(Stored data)
+ + + + +

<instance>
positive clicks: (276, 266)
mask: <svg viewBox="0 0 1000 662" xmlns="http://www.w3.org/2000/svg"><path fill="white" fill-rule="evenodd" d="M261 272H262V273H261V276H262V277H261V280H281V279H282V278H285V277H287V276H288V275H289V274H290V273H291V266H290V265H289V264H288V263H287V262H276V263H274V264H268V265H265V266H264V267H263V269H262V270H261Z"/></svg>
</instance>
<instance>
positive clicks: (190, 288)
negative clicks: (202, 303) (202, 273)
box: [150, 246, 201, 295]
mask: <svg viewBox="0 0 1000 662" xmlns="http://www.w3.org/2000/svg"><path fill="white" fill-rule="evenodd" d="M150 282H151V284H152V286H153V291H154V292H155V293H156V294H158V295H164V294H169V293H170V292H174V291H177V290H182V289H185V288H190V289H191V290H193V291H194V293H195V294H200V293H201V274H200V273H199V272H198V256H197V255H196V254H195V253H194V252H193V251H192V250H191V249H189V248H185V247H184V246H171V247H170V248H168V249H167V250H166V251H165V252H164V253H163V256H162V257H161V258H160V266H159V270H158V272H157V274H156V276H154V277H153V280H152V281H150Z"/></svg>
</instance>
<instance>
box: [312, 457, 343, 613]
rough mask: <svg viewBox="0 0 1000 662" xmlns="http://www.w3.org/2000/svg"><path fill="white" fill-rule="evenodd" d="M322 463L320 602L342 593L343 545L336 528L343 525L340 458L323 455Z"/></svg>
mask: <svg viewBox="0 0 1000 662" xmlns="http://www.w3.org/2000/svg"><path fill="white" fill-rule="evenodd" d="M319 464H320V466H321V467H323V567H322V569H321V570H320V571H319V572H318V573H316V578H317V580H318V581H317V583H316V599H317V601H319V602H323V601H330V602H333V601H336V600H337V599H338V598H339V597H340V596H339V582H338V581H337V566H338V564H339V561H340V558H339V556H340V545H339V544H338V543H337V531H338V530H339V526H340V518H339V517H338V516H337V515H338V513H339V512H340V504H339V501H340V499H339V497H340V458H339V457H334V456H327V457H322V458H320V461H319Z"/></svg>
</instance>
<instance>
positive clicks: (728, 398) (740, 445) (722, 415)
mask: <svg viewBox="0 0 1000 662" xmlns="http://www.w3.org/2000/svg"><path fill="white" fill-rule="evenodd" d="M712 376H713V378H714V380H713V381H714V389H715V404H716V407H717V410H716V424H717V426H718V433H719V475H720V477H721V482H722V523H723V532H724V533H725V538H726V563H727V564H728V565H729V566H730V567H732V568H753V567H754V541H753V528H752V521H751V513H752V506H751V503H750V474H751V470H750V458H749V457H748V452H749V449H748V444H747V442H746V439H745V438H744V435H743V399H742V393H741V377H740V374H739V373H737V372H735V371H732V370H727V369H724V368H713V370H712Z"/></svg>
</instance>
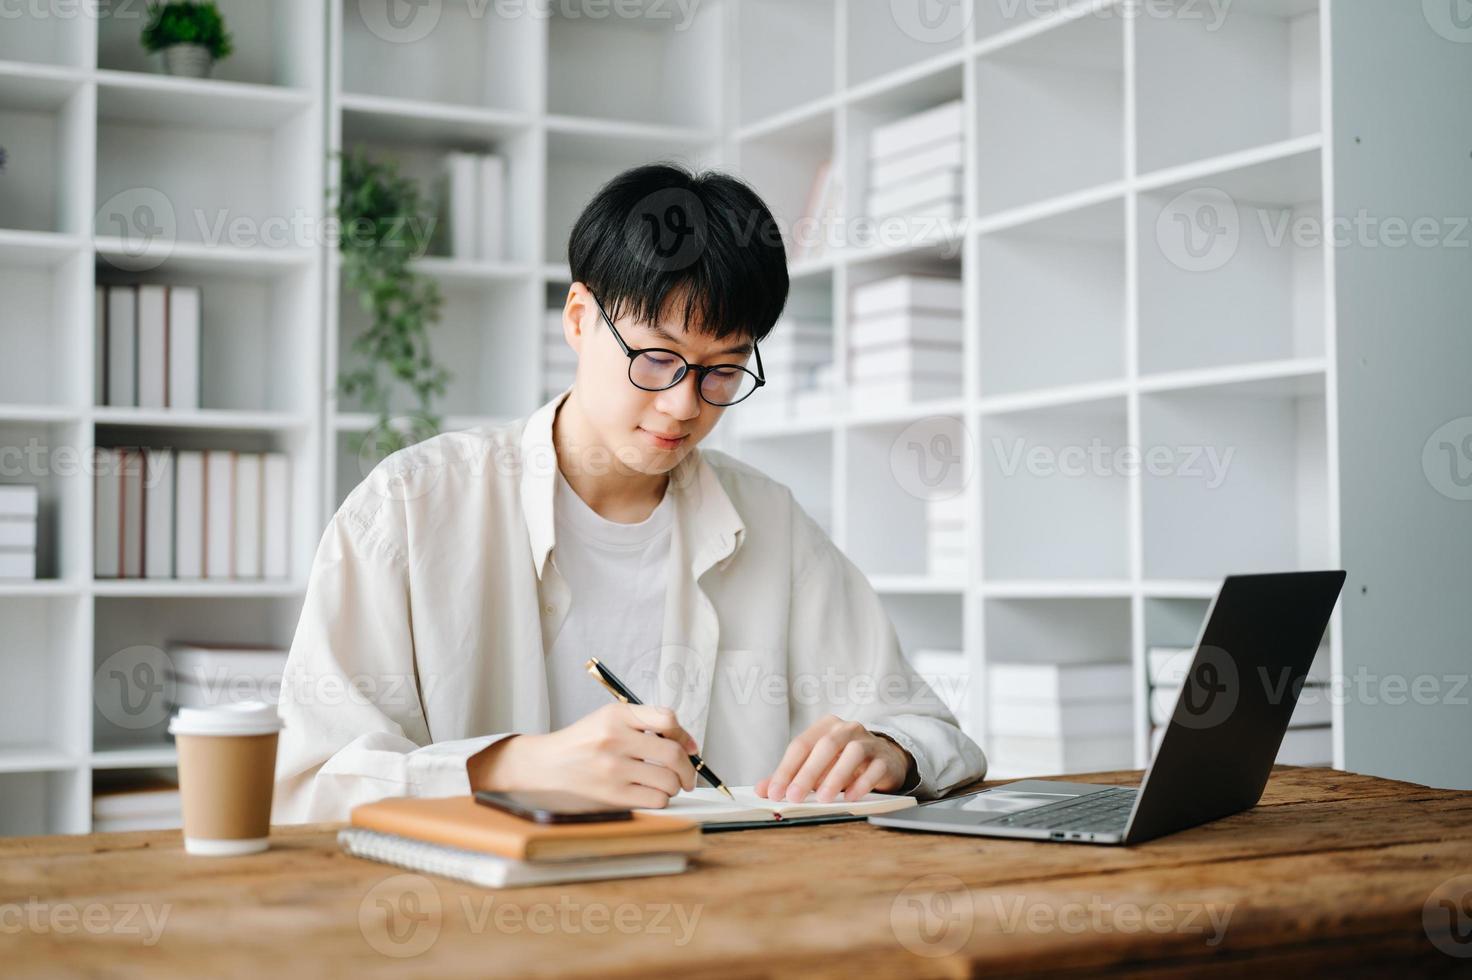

+ + + + +

Work order
Please write out exactly the lines from the start of the data through the line that contains "negative clicks: (202, 303) (202, 273)", both ends included, and nothing else.

Result
<instance>
positive clicks: (276, 266)
mask: <svg viewBox="0 0 1000 662" xmlns="http://www.w3.org/2000/svg"><path fill="white" fill-rule="evenodd" d="M261 272H262V273H261V276H262V277H261V280H281V279H282V278H285V277H287V276H288V275H289V274H290V273H291V266H290V265H289V264H288V263H287V262H276V263H274V264H268V265H265V266H264V267H263V269H262V270H261Z"/></svg>
</instance>
<instance>
positive clicks: (190, 288)
negative clicks: (202, 303) (202, 273)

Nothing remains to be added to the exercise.